The data
┌────────

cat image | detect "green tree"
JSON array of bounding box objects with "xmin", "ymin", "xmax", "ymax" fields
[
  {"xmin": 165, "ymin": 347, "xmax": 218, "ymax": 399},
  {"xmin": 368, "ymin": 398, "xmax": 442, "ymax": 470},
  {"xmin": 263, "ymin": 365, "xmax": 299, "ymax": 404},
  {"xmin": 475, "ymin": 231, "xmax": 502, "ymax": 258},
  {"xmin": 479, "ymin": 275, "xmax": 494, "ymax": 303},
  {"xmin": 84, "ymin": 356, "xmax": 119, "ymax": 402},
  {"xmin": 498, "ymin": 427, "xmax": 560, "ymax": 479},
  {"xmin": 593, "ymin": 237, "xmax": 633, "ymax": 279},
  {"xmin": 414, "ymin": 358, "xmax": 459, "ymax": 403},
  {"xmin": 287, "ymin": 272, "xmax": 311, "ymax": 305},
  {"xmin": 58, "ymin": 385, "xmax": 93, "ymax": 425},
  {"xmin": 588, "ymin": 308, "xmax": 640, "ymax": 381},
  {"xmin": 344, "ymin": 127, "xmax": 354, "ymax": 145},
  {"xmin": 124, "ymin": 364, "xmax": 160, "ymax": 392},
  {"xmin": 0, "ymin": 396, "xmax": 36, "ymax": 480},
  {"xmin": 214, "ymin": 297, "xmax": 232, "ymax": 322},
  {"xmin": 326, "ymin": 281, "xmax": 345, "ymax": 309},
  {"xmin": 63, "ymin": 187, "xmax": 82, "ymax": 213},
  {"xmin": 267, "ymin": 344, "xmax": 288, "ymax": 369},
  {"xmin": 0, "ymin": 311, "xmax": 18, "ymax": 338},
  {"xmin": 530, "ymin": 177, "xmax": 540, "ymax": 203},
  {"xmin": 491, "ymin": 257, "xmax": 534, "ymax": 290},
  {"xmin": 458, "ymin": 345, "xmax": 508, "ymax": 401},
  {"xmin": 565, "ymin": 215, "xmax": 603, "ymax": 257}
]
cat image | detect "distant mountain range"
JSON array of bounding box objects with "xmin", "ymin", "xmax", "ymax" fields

└────────

Work required
What lines in the entries above hold "detect"? Copy every one.

Task output
cat image | detect "green tree"
cat image | detect "distant mountain range"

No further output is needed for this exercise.